* _OBIETTIVO_
Sostituisci "dome" con "tower" nelle voci che iniziano alla riga contenente "Find the dome" e terminano alla fine dell'elenco, riportando quelle righe con tutto il resto invariato. Non includere le immagini nella risposta.
━━━━━ ELENCO VOCI ━━━━━
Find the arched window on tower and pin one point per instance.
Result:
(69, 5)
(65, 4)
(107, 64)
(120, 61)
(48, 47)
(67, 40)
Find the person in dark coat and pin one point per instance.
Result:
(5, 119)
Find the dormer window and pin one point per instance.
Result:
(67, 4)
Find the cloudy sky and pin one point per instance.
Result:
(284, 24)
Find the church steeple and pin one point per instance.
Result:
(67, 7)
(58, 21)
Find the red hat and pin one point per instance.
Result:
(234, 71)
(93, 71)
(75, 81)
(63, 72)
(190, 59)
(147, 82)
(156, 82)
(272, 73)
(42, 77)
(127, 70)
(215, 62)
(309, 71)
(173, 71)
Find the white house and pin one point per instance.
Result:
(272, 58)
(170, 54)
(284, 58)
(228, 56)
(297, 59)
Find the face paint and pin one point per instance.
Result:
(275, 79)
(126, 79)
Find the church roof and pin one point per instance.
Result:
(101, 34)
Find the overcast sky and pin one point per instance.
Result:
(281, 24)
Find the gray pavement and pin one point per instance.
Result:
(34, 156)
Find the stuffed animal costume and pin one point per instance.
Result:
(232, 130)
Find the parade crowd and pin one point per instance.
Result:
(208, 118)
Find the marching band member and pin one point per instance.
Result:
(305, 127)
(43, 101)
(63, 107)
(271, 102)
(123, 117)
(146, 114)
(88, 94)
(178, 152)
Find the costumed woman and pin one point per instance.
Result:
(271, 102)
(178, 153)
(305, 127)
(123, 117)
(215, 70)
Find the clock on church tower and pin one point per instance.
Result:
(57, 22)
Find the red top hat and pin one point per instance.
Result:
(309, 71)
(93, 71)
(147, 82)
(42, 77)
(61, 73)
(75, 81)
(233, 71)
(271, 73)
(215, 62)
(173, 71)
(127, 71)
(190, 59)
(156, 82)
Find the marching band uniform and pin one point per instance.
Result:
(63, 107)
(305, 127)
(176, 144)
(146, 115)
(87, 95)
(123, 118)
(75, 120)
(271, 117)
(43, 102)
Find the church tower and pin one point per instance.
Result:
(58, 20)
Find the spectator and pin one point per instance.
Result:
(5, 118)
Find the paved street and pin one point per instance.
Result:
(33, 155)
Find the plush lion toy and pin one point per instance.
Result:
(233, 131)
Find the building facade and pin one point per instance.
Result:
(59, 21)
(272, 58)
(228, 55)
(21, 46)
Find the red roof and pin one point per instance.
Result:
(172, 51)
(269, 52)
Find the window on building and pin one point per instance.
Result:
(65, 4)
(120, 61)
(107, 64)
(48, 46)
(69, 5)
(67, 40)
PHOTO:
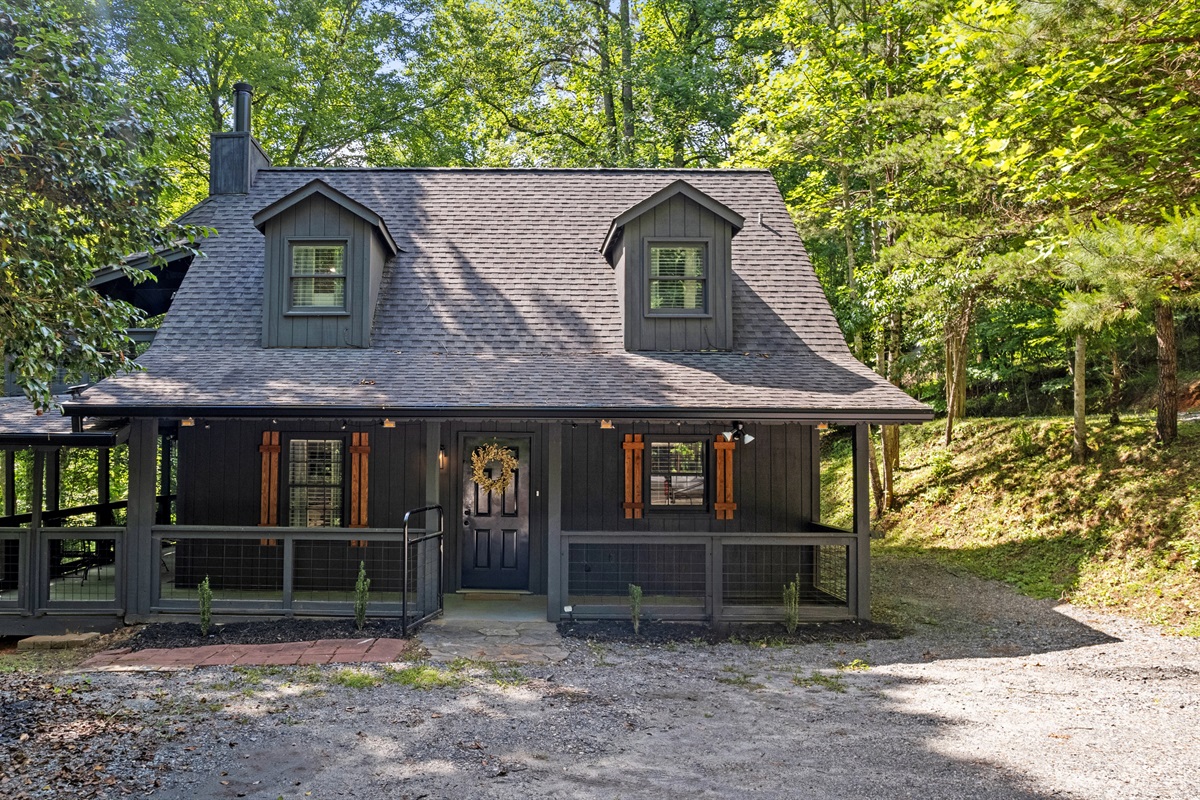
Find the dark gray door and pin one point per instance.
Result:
(496, 527)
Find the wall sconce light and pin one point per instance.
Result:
(738, 434)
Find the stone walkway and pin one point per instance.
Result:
(521, 642)
(259, 655)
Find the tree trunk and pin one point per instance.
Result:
(1116, 377)
(1168, 379)
(627, 82)
(876, 485)
(957, 329)
(1079, 449)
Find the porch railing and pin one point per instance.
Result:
(715, 577)
(288, 571)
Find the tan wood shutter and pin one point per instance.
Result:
(269, 507)
(724, 503)
(634, 449)
(360, 450)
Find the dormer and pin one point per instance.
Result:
(324, 264)
(675, 277)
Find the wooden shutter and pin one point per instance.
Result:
(724, 503)
(634, 449)
(359, 452)
(269, 509)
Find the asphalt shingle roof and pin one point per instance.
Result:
(501, 299)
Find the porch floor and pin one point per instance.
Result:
(496, 608)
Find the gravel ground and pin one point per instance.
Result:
(990, 696)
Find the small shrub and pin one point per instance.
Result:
(205, 594)
(792, 605)
(361, 595)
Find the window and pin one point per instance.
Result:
(318, 276)
(678, 275)
(677, 474)
(315, 482)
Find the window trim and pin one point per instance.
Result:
(706, 244)
(288, 277)
(706, 459)
(286, 440)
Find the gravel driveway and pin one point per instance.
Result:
(991, 696)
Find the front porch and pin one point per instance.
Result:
(196, 489)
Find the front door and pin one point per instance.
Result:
(496, 525)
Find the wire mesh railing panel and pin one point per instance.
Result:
(327, 571)
(831, 575)
(10, 570)
(669, 573)
(237, 569)
(756, 575)
(82, 570)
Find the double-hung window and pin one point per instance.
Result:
(678, 278)
(678, 476)
(315, 482)
(318, 276)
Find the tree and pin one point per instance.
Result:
(1140, 268)
(77, 197)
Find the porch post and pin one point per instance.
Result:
(555, 597)
(862, 579)
(138, 560)
(430, 566)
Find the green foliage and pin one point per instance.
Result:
(361, 596)
(355, 679)
(78, 196)
(1121, 531)
(204, 594)
(792, 605)
(635, 605)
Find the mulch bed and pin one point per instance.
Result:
(187, 635)
(655, 632)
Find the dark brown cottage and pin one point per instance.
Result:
(649, 350)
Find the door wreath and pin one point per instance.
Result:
(490, 453)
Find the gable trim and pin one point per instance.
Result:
(678, 186)
(324, 190)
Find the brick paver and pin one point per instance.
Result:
(258, 655)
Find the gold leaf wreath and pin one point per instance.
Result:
(485, 455)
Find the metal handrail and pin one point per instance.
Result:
(437, 534)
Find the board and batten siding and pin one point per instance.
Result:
(319, 218)
(220, 470)
(678, 217)
(775, 481)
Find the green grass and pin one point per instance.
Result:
(425, 677)
(821, 680)
(1005, 501)
(354, 679)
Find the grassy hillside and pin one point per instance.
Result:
(1006, 503)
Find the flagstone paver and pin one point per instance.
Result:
(257, 655)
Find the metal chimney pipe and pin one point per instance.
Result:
(241, 92)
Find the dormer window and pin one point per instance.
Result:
(678, 278)
(318, 276)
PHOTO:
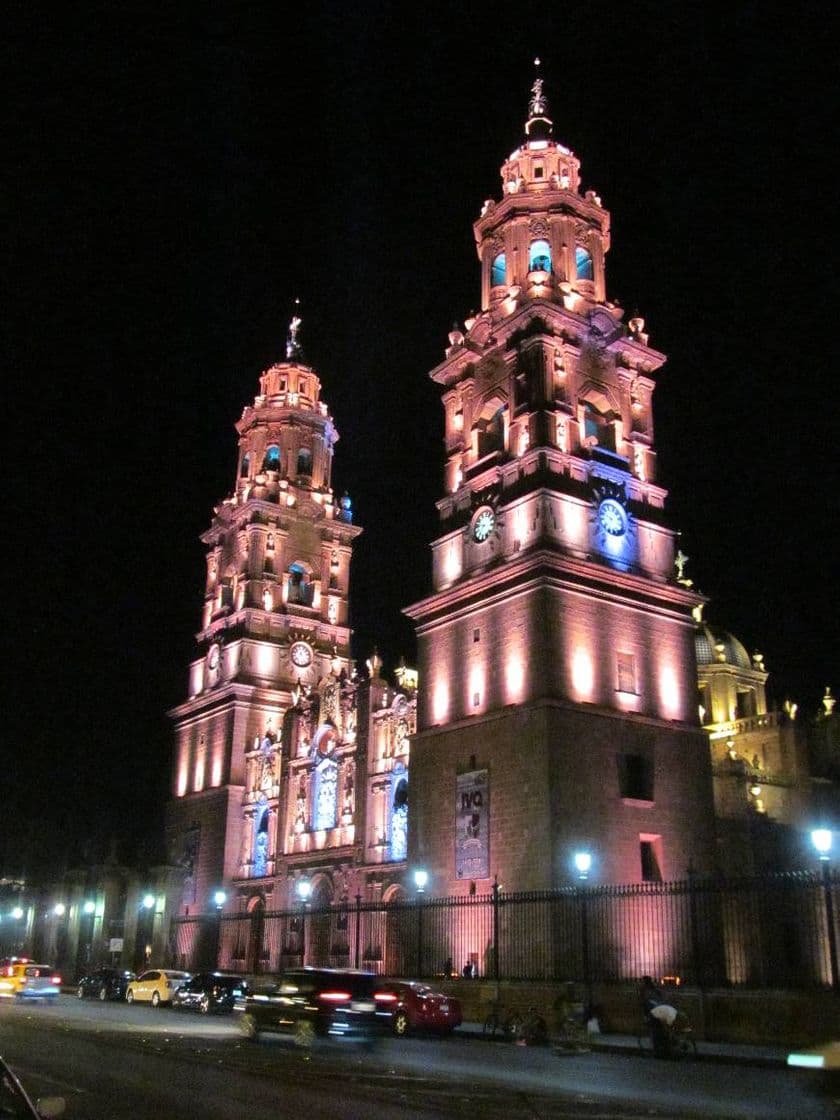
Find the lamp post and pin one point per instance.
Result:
(304, 888)
(582, 866)
(421, 878)
(218, 901)
(822, 840)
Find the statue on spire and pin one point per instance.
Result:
(538, 105)
(292, 346)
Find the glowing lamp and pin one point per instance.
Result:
(822, 840)
(304, 888)
(582, 864)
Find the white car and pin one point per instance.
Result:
(156, 987)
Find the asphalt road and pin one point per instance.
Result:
(113, 1062)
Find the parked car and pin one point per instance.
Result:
(156, 986)
(210, 991)
(408, 1005)
(16, 1102)
(104, 983)
(308, 1002)
(27, 980)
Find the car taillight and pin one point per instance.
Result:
(335, 997)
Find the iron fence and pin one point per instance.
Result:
(775, 931)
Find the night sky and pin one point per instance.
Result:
(178, 175)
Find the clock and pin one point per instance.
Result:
(612, 518)
(301, 654)
(484, 524)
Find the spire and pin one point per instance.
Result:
(294, 350)
(539, 124)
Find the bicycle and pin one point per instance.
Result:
(675, 1039)
(505, 1024)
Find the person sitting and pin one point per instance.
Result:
(660, 1017)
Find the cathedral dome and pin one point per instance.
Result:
(718, 646)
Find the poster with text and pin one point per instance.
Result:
(472, 826)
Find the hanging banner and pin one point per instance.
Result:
(472, 826)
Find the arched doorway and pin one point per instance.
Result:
(317, 950)
(254, 955)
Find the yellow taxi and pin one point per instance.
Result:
(27, 980)
(156, 986)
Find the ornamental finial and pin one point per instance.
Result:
(538, 105)
(292, 346)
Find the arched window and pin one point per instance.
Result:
(597, 426)
(261, 842)
(272, 458)
(326, 795)
(497, 271)
(539, 257)
(582, 263)
(399, 813)
(300, 589)
(492, 434)
(305, 462)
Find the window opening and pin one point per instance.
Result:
(272, 458)
(650, 850)
(539, 257)
(635, 777)
(582, 263)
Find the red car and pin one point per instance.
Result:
(412, 1006)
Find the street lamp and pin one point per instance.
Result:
(304, 889)
(822, 839)
(421, 879)
(582, 862)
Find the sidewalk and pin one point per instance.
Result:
(729, 1053)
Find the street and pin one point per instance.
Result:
(111, 1061)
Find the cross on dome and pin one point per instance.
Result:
(539, 124)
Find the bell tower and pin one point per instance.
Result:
(559, 701)
(274, 634)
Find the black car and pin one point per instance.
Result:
(210, 991)
(308, 1002)
(104, 983)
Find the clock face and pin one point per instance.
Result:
(301, 654)
(612, 518)
(483, 525)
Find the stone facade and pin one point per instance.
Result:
(558, 711)
(288, 765)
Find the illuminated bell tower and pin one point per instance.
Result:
(558, 709)
(274, 631)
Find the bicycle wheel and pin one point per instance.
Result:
(684, 1046)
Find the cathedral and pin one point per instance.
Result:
(553, 718)
(289, 770)
(558, 710)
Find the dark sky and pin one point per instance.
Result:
(178, 175)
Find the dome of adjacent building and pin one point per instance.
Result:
(716, 646)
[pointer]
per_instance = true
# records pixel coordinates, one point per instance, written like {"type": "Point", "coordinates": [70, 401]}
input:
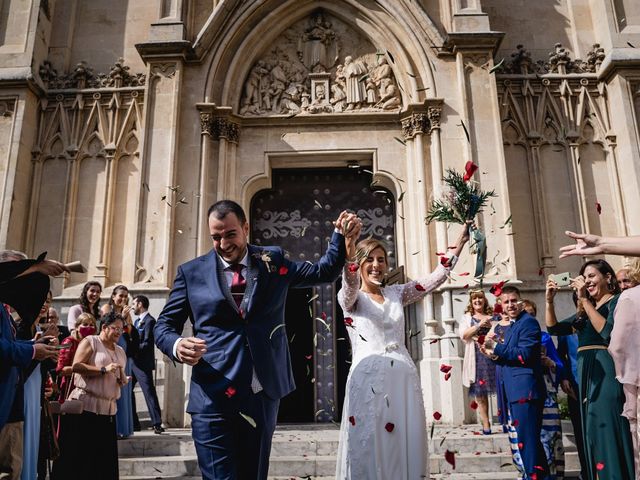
━━━━━
* _OUTPUT COMPLETO_
Find the tower of adjacent building and pin one point per instance.
Result:
(716, 646)
[pointer]
per_instance = true
# records pixel coordinates, one point per instance, written like {"type": "Point", "coordinates": [70, 401]}
input:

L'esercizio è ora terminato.